SET EXERCISE. Write out the records below word for word, from the line with "Automatic pre-labeling failed for green compact" up to and including the line with "[513,26,770,295]", and nothing else.

++++

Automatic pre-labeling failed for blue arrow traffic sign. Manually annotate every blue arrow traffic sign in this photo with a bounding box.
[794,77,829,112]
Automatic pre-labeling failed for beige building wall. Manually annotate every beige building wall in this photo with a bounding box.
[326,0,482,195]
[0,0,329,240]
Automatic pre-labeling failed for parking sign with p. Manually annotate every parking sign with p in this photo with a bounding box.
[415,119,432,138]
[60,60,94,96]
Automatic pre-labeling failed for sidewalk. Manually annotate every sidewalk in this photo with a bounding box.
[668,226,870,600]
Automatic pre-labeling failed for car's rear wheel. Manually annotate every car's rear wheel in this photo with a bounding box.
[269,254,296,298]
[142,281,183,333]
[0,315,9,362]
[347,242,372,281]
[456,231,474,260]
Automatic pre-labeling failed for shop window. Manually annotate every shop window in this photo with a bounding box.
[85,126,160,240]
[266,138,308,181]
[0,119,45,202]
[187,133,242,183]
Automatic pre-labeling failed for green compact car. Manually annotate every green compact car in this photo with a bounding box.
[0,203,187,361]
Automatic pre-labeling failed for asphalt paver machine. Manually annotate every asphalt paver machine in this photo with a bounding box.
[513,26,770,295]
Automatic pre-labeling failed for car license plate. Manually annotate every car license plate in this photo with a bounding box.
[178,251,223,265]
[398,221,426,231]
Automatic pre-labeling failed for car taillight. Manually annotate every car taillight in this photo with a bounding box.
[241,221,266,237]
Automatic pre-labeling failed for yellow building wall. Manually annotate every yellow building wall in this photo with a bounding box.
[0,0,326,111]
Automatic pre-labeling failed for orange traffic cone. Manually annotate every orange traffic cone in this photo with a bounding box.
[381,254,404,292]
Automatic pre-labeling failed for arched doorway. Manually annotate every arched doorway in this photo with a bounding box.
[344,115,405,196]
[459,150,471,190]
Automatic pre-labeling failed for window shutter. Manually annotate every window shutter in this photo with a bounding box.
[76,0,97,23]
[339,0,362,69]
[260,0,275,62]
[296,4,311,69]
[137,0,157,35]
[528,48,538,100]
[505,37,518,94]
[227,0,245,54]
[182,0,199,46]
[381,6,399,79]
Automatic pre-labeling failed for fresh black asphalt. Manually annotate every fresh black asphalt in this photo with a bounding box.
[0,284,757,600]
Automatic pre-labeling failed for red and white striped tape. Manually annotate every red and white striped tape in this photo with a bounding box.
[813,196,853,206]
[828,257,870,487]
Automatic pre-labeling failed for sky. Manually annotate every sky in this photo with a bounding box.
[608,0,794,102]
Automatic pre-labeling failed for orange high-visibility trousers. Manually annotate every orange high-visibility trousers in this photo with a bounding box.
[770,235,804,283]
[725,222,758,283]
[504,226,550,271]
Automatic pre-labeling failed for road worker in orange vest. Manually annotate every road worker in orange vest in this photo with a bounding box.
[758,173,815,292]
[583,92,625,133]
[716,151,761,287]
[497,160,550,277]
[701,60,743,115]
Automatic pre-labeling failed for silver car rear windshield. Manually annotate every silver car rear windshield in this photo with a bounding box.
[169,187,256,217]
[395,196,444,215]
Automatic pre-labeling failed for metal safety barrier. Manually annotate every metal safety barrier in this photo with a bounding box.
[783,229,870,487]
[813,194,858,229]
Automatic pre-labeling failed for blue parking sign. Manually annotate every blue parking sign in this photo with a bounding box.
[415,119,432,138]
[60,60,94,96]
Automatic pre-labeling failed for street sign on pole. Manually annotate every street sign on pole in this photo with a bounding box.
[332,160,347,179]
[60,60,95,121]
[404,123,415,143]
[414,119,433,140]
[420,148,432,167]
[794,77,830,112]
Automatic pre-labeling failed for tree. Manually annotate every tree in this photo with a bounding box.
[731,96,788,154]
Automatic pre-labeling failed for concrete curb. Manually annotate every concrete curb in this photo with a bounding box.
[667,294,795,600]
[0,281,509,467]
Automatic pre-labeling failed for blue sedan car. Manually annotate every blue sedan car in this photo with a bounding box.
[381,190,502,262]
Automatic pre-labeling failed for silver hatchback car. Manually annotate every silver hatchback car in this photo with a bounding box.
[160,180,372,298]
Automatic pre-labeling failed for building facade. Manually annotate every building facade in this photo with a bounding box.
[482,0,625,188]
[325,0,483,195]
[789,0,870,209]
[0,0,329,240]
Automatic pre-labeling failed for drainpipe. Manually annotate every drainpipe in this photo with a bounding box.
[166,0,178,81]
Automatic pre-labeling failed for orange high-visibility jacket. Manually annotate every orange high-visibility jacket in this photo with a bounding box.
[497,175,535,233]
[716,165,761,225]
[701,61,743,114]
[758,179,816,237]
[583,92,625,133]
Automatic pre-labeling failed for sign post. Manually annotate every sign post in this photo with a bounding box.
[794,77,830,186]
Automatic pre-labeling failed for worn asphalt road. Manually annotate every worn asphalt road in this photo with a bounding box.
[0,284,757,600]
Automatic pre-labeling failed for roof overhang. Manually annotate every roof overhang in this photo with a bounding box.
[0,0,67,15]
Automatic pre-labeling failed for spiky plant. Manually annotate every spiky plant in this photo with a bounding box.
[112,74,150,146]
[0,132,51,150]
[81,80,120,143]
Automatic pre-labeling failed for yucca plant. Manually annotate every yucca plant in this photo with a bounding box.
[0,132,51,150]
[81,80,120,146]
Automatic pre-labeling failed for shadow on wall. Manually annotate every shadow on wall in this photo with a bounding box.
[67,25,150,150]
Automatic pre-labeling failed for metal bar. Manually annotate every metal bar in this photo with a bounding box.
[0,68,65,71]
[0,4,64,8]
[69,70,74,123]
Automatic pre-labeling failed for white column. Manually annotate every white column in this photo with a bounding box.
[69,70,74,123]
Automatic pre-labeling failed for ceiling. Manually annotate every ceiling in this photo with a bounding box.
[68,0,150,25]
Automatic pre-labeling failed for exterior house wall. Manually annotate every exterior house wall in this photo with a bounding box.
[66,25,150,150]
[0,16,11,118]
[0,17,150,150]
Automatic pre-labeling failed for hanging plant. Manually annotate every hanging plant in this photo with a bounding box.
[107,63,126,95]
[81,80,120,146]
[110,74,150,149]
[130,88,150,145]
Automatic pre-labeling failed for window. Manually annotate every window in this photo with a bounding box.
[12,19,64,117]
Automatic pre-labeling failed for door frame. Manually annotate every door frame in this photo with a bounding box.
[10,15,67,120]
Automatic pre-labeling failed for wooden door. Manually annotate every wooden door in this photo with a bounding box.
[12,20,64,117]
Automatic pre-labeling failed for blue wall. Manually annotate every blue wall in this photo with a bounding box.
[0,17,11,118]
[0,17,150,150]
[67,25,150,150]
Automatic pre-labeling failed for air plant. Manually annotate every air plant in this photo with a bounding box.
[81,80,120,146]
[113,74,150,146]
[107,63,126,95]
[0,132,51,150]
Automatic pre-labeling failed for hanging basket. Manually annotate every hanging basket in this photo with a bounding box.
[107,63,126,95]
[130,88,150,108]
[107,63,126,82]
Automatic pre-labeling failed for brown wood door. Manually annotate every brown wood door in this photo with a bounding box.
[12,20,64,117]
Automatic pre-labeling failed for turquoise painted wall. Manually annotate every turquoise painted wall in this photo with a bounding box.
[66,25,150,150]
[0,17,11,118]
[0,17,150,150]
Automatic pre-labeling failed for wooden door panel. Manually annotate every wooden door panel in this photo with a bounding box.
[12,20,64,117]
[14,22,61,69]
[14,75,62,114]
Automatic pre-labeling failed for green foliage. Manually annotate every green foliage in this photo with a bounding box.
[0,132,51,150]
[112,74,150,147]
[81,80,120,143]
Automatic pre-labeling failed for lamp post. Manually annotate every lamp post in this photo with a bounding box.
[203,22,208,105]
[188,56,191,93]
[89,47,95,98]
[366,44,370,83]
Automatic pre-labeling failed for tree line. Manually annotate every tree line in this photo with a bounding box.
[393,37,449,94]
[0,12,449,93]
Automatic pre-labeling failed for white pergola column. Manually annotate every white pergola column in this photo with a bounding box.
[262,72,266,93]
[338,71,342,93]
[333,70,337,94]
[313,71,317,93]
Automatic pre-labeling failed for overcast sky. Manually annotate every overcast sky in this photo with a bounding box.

++++

COMPLETED EXERCISE.
Automatic pre-labeling failed for green compact car. Manually annotate every green compact car in this photo with a bounding box.
[0,203,187,361]
Automatic pre-labeling failed for asphalt paver machine. Manually annotate every asphalt paver machine in this photo with a bounding box.
[513,26,770,295]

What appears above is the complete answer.